Task description: In the records below, find the line containing "the red truck"; give it again exactly, along with every line that follows, and nothing else.

[start]

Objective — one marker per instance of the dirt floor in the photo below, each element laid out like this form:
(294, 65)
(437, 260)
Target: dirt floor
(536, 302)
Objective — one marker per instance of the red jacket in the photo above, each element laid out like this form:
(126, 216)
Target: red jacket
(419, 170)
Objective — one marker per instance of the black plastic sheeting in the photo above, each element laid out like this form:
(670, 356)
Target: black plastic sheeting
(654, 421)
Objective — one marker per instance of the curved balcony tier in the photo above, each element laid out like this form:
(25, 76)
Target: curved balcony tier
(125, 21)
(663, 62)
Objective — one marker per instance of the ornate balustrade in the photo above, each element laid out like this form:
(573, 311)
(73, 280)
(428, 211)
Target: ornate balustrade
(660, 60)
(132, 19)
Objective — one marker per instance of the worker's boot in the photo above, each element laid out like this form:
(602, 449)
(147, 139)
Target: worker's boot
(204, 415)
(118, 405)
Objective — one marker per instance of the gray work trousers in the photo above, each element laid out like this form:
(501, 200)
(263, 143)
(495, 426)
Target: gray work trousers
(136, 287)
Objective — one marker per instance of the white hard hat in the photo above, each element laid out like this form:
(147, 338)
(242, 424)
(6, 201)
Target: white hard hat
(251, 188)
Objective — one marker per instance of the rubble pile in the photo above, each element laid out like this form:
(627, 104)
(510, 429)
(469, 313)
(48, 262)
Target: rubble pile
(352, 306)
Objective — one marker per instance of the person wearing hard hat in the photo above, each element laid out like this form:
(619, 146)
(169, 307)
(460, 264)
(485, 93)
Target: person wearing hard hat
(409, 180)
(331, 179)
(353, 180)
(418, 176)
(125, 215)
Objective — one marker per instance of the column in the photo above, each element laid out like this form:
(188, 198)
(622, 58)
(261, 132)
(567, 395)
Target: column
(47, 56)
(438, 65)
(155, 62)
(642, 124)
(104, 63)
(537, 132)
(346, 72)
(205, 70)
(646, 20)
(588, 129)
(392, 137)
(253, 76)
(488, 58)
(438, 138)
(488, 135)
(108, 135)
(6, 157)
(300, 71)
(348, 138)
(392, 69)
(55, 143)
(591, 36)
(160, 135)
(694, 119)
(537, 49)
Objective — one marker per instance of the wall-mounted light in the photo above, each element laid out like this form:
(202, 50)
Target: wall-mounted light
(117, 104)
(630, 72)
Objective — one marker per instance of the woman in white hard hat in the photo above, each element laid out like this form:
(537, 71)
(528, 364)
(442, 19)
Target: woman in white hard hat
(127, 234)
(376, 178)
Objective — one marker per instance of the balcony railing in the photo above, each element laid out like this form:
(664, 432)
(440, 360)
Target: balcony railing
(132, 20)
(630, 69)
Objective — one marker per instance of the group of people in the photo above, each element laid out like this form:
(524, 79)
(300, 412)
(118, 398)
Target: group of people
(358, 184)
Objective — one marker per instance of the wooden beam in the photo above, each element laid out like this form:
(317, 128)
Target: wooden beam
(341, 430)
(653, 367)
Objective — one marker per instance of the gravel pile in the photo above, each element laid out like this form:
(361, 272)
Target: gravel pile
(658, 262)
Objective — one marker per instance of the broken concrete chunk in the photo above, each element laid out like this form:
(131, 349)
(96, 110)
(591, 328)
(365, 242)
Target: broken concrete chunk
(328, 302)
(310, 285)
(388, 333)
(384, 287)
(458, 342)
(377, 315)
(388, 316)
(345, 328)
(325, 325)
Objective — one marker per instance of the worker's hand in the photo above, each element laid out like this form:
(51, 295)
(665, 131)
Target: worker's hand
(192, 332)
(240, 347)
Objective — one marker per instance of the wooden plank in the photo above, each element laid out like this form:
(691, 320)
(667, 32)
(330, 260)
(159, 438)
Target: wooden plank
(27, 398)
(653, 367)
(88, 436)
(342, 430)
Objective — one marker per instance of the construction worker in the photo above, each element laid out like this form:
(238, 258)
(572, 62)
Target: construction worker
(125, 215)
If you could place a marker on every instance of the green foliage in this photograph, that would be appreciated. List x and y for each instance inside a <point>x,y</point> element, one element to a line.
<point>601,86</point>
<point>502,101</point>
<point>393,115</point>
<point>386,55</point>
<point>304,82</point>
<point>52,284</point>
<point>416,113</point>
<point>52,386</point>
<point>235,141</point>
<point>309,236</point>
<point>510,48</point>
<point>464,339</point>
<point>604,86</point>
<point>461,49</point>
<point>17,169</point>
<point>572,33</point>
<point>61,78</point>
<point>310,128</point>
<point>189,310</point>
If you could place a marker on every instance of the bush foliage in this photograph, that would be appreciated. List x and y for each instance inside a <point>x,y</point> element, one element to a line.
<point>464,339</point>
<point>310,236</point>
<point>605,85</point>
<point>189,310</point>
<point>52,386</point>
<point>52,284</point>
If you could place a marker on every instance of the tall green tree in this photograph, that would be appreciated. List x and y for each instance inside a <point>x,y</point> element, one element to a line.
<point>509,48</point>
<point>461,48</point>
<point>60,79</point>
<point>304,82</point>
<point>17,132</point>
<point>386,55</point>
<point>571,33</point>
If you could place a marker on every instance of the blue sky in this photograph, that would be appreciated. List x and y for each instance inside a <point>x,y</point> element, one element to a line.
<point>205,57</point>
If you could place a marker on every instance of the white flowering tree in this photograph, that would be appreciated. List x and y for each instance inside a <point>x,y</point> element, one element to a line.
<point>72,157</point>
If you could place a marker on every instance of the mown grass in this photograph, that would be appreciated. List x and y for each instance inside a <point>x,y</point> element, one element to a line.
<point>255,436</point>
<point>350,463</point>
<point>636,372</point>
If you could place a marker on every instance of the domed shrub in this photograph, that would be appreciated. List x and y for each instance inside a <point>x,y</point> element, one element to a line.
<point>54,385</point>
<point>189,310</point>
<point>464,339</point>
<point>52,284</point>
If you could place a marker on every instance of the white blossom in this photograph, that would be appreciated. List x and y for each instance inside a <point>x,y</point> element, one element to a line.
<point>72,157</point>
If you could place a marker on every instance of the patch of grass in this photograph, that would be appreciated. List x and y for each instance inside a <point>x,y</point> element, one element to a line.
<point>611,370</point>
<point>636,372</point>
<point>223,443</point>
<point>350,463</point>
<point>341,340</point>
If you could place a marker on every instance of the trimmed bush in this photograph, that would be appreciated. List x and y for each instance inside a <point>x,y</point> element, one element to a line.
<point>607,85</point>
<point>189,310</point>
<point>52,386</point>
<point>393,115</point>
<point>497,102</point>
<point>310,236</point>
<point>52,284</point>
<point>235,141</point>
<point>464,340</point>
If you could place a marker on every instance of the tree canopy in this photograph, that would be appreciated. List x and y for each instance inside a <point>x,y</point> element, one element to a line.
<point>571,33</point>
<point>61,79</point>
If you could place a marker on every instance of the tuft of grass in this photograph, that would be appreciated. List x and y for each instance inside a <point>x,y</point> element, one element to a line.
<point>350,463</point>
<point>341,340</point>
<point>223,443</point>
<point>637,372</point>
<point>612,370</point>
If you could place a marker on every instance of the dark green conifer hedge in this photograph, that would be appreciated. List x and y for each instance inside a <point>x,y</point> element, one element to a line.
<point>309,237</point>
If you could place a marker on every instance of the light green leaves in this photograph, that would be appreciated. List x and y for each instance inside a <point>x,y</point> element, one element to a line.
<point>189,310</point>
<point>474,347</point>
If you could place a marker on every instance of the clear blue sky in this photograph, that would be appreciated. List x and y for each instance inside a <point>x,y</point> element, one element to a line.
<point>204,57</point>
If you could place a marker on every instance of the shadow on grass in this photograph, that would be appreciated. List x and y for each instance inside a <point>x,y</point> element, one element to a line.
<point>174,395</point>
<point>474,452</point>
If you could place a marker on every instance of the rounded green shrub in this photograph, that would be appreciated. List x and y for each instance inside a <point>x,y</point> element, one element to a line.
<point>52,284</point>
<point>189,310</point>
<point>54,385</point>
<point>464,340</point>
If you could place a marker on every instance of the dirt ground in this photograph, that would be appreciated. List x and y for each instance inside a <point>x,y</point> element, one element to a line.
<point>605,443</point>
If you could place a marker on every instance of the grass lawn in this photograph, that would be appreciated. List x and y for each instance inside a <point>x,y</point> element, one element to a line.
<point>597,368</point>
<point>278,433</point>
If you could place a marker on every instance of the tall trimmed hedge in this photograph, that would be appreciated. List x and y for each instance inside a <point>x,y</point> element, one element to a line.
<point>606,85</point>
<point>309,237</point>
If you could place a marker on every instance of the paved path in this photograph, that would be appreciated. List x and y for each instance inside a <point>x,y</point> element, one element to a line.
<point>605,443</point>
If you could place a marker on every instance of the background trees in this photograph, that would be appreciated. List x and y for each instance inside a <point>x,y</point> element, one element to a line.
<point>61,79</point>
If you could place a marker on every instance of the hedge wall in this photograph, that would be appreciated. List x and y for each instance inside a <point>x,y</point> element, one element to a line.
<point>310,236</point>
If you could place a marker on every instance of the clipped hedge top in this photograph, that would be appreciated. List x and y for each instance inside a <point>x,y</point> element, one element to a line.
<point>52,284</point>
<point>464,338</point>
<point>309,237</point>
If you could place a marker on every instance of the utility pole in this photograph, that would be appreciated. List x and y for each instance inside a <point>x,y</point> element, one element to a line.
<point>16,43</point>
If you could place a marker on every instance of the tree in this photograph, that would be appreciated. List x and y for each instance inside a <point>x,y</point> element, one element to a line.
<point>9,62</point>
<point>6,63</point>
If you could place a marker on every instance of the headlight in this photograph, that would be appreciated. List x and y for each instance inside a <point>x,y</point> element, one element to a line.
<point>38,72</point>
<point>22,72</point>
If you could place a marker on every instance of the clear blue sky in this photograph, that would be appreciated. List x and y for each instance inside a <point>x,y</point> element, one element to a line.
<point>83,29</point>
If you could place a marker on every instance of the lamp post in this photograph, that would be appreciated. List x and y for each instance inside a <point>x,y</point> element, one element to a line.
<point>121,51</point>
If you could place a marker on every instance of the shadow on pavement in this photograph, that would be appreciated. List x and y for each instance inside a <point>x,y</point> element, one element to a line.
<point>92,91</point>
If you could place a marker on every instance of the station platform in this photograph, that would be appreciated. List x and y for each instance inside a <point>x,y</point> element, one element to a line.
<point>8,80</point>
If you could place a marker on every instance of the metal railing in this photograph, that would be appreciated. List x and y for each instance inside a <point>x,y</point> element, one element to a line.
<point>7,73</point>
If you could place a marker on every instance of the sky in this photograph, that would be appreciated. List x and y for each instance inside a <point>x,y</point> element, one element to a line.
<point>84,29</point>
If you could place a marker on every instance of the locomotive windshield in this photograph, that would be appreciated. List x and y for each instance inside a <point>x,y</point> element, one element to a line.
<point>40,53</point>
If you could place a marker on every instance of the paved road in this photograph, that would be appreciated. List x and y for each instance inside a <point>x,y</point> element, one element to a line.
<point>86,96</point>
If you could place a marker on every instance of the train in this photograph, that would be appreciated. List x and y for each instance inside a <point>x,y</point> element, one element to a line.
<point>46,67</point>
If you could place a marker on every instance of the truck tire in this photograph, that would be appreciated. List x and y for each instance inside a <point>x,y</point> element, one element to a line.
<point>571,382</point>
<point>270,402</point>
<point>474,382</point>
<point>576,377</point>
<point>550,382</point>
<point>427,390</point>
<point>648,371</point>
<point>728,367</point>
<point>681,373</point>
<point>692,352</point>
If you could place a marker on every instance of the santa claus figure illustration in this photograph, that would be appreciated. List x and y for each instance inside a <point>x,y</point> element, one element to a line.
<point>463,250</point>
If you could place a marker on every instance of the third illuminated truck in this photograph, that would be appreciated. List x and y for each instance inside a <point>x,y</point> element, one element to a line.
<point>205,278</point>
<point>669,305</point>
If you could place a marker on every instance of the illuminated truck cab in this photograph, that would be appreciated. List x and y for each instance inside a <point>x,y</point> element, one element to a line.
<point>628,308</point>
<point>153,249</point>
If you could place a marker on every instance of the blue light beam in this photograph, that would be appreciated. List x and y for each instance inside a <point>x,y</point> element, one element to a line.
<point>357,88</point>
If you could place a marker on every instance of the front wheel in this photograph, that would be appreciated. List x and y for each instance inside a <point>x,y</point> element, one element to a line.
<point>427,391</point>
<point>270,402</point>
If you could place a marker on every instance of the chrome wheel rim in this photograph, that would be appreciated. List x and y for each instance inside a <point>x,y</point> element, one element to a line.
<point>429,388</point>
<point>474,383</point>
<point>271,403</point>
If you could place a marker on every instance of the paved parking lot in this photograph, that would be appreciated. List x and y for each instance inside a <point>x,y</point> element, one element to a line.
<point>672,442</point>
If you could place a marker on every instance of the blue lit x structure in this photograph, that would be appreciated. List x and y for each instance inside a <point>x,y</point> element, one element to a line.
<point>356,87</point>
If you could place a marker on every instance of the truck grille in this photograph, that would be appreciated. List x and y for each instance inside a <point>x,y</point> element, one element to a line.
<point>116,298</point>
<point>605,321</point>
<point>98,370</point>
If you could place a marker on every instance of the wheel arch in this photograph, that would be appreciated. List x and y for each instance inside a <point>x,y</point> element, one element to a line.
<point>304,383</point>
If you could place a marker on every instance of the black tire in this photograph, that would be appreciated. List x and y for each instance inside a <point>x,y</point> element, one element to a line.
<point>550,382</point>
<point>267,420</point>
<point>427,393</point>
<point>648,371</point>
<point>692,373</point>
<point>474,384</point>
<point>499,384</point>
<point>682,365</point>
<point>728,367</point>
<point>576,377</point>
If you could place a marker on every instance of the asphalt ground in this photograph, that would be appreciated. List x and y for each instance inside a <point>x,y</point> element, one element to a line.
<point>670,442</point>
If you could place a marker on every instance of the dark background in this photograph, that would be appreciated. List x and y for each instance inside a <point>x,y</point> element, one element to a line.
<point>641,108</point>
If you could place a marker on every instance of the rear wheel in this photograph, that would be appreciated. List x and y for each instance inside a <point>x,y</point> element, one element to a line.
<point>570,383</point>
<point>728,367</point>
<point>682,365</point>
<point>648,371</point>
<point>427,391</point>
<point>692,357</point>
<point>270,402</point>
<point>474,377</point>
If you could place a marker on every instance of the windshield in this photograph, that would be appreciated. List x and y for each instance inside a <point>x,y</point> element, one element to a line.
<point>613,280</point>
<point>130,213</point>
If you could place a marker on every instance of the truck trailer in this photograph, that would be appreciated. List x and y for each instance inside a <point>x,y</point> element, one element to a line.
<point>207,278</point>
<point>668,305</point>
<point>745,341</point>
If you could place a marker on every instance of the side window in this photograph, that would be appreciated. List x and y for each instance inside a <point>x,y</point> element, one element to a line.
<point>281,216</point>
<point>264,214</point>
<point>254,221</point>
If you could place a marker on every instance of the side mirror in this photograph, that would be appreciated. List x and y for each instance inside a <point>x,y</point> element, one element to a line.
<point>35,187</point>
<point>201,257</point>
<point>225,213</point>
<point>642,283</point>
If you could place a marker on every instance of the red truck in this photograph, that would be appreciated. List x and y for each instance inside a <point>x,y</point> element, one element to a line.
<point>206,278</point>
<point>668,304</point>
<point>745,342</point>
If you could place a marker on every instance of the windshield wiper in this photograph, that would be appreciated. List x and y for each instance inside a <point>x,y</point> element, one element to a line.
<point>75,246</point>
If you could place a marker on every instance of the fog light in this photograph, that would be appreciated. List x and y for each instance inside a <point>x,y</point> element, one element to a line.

[end]

Written response:
If you could place a marker on every instance of the red truck in this photograph, that would be appreciated. List x and y for each instance inside a <point>x,y</point> element, one element to a line.
<point>206,278</point>
<point>668,304</point>
<point>745,342</point>
If you could place a marker on every instance of the windshield wiper in this photograph, that would be appreciated. List x and y for each instance inside a <point>x,y</point> element, one element to a line.
<point>75,246</point>
If you could place a marker on every instance of the fog light in this photograph, that would be appreciated. List x and y for each instance inside a <point>x,y</point> element, one element to a line.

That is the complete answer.